Since then, several follow-up workshops have been held on other financial education topics such as Long Term-Care and LTC insurance; Living Trusts; and Living Alone in Late Life. LTSC’s social workers also provide individual case management and advice on financial matters to low and moderate-income seniors in our communities.

What are some examples of financial exploitation to be aware of?

•    Theft of money or property, often by a caregiver or in-home helper
•    Investment fraud and scams, including deceptive “free-lunch seminars” selling unnecessary or fraudulent financial services or products
•    Lottery and sweepstakes scams
•    Scams by telemarketers, mail offers or door-to-door salespersons
•    Computer and Internet scams
•    Identity theft
•    Reverse mortgage fraud
•    Contractor fraud and home improvement scams
•    Exploitation by an agent under Power of Attorney or person in a fiduciary relationship

For more information or assistance, please contact 213-473-3035.

Program funded by

citi community development logo

 
Counseling

LTSC conducts outreach and education to increase awareness mental health services by Japanese and Japanese American families and individuals when they are needed. A part of that work involves overcoming social stigma and developing an awareness of tools and resources for counseling, support groups and educational workshops. Our counselors provide culturally sensitive and linguistically appropriate services to the Japanese American community throughout Southern California and uses a variety of therapies that cut through cultural barriers to understanding.

Services are provided on a sliding scale that allows everyone, regardless of income, to receive counseling. In addition to direct services, LTSC also sponsors educational seminars for the general population and service providers.

 
Support Groups

Support groups provide a place for participants to exchange not only helpful information but also share life experiences that encourage each other in their struggles. Most of these support groups are facilitated by social workers.

KOALA Club

Because raising children in the United States presents unique challenges to Japanese speaking mothers, Little Tokyo Service Center holds a parenting support group called Koala Club. The mothers, along with their children, meet twice a month to socialize and interact with each other. Making new friends and building a support network is a significant aspect of the group because many of them are recent immigrants from Japan and often feel isolated having left family and friends behind.

ENTRIES SUPPLIED ->
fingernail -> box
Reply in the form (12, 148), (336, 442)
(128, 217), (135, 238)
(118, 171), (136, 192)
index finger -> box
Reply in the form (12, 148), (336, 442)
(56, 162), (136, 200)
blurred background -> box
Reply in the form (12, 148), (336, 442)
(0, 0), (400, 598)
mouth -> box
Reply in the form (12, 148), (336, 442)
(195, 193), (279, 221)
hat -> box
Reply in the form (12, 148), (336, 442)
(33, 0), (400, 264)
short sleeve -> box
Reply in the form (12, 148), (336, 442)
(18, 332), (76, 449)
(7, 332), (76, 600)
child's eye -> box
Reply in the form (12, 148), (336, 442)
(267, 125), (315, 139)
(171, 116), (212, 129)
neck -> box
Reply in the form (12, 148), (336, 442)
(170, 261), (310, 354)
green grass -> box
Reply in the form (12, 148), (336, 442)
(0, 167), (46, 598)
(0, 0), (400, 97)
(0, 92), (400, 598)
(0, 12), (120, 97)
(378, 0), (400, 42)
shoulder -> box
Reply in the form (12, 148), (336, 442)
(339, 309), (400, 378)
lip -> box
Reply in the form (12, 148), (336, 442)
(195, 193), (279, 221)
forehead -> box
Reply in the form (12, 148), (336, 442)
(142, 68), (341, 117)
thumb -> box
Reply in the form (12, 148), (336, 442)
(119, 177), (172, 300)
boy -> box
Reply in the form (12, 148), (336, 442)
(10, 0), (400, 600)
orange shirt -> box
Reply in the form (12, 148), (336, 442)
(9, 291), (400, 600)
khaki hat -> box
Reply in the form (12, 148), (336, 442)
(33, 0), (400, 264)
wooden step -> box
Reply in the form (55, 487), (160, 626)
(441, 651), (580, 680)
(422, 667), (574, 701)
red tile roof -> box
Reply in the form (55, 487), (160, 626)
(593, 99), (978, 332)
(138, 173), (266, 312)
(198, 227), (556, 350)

WHAT TO WORK ON ->
1. Write out everything in the Little Tokyo Service Center passage from "citi community development" down to "barriers to understanding.", word for word.
2. According to the Little Tokyo Service Center passage, how often do the mothers in the Koala Club meet?
Draw only on the Little Tokyo Service Center passage.

RESULTS FOR THE EXERCISE ->
1.
citi community development logo

 
Counseling

LTSC conducts outreach and education to increase awareness mental health services by Japanese and Japanese American families and individuals when they are needed. A part of that work involves overcoming social stigma and developing an awareness of tools and resources for counseling, support groups and educational workshops. Our counselors provide culturally sensitive and linguistically appropriate services to the Japanese American community throughout Southern California and uses a variety of therapies that cut through cultural barriers to understanding.

2. Twice a month.